(Excerpted text):

It doesn't sound like you will be able to become a surgeon now, if you've been in 2 surgery programs already.
You would probably have a shot at switching to a less competitive specialty, like fp or internal medicine. Actually people who are good at procedures like central lines, sewing up cuts, etc. can be very helpful in those types of residencies. But you would have to learn a lot of new things and there is even more paperwork involved (more note writing, etc.). However, my experience is the personalities involved (especially attendings) tend to be in general a little easier to get along with. Also it is relatively easier to find a benign program that has better hours and probably quite a bit less stress than a surgical program.
Maybe you should think about one of those specialties, or something like PM and R, or neurology, etc. Think about what else you like to do besides operate, or could learn to like doing. It's hard now b/c you are ticked off but I know someone who did surgery x 3 years and then switched to anesthesia and now doing fine.
Also, do you have a medical license? If you can pass the Step 3 and get a full license that would make it possible to possibly moonlight, at least, while you decide what else to do.
 
I know someone-- well, of someone-- who was fired in the middle of his chief year in surgery. He landed on his feet in an anesthesia spot. For you, you'd finish in exactly the same amount of time as you would have finished fellowship. Often times anesthesia programs informally hold open spots for surgery dropouts-- you could start this summer.

Of course, this assumes you didn't do something felonious, egregiously unethical, not show up to work for a month straight, or something else extreme.

(Extracted records):
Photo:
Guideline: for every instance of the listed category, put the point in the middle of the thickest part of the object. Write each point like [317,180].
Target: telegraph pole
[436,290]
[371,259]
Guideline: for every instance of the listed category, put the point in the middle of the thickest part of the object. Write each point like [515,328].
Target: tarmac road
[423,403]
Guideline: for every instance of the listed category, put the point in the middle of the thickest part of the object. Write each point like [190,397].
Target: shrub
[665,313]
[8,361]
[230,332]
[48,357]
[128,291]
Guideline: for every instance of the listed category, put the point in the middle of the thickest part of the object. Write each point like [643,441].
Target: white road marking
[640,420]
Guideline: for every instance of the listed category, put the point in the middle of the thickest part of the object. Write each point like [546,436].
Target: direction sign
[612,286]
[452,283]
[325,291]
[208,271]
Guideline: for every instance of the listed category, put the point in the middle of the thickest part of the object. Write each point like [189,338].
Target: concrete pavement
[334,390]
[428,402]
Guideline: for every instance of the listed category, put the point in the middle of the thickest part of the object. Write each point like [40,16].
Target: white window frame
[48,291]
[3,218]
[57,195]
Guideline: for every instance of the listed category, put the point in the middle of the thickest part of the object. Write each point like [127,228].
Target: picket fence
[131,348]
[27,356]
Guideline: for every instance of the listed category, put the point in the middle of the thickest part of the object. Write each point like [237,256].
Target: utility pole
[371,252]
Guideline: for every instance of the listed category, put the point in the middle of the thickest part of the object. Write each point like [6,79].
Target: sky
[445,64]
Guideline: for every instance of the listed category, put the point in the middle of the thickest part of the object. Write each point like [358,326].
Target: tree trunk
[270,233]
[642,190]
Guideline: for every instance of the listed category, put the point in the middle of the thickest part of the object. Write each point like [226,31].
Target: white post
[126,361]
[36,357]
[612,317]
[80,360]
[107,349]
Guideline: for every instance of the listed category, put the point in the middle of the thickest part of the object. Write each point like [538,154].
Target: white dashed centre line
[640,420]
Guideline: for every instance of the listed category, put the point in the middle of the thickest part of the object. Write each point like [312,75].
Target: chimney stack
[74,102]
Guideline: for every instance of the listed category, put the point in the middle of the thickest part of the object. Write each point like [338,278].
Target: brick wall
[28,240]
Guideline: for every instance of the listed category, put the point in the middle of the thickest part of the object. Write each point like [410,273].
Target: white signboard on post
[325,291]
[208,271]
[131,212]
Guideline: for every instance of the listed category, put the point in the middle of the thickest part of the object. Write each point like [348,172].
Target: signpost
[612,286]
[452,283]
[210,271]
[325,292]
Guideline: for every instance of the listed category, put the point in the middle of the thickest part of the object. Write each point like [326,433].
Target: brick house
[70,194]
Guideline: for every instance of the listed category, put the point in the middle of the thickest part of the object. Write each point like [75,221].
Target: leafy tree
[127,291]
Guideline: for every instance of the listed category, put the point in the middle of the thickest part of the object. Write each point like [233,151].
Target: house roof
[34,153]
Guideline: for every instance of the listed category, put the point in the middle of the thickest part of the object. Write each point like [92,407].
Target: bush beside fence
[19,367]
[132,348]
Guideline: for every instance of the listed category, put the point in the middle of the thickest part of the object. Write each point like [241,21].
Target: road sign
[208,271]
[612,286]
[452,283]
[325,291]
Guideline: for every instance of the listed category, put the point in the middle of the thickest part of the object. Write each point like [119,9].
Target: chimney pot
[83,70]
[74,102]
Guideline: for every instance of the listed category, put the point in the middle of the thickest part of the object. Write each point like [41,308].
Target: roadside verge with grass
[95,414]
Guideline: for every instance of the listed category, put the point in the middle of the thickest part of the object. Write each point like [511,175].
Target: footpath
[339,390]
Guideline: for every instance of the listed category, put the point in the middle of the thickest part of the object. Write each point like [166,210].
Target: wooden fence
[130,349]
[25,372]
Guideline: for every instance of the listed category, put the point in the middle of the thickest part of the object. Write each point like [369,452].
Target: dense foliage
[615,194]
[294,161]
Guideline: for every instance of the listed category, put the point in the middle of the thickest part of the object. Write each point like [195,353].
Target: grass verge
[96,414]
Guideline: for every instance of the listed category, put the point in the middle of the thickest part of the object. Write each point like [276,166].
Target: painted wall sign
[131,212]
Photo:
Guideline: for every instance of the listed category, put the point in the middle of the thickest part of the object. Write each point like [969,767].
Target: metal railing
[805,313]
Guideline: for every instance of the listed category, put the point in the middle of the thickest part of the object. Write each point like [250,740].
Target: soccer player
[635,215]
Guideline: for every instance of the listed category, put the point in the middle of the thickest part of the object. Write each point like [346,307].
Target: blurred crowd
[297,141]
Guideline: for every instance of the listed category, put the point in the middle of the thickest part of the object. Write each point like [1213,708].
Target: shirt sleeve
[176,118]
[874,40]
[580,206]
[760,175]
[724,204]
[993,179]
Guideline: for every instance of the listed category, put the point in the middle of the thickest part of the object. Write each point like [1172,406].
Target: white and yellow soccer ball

(Requirement 1):
List every medical specialty that the advice about leaving surgery training names as a possible field to switch into.
(Requirement 2):
Continue the advice about leaving surgery training, starting after its last sentence.
The records were taken from a different source than the text.

(Task result 1):
fp, internal medicine, PM and R, neurology, anesthesia

(Task result 2):
Give it a thought.
 
That's the part that kills me. I made some mistakes with progress notes, and did have difficulty summarizing patients, mostly because I just didn't get in the loop with the rest of the team and nursing staff. I didn't make any mistakes on patients, nothing ever happened, I was never late or didn't show up at work.

I won't be able to start at this summer. Since I am switching specialty my role is pretty set in stone, I have to leave training for a few years to serve in the military. Leaving training and coming back is always harder but then again that is just the story of my life.

I would love to get into anesthesia. I can still get into same area that I am interested - critical care. Just not sure how it will pan out because anesthesia is pretty competitive as I understand. As they say, when one door closes there is always another one opens, but the hallway is a burning hell...
 
Anesthesia is competitive but they would, in general, be very receptive to someone who has completed 4 yrs of surgery in an accredited program. Even if you have to do a GMO tour first.